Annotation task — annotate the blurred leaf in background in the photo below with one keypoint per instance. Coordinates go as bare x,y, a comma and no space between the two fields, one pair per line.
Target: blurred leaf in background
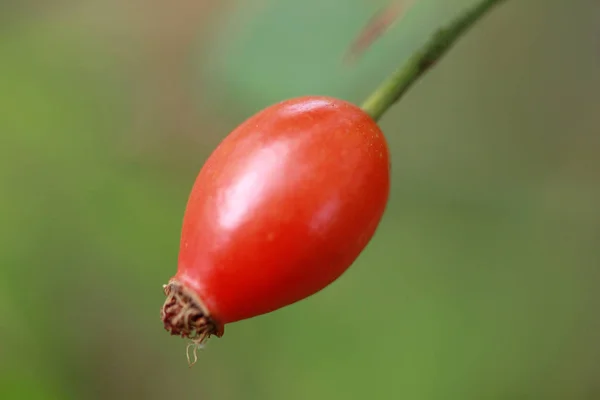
480,283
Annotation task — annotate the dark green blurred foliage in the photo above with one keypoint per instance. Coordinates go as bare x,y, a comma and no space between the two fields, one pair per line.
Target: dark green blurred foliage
480,284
-=-=-
Task
Extract every line of the material above word for word, leaving out the pictures.

Reply to the task
Annotation task — annotate the blurred leaf in background in the photo below with one keypoint per instance. Coordinates go as bare x,y, a comma and no space between the two fields, one pair per line.
Target: blurred leaf in background
480,283
Annotation task — annotate the dark green blurred foliage in the photo above with one keypoint per instance. Coordinates go as bare x,y, a comma and no space between the two fields, one pair per line.
Target: dark green blurred foliage
480,284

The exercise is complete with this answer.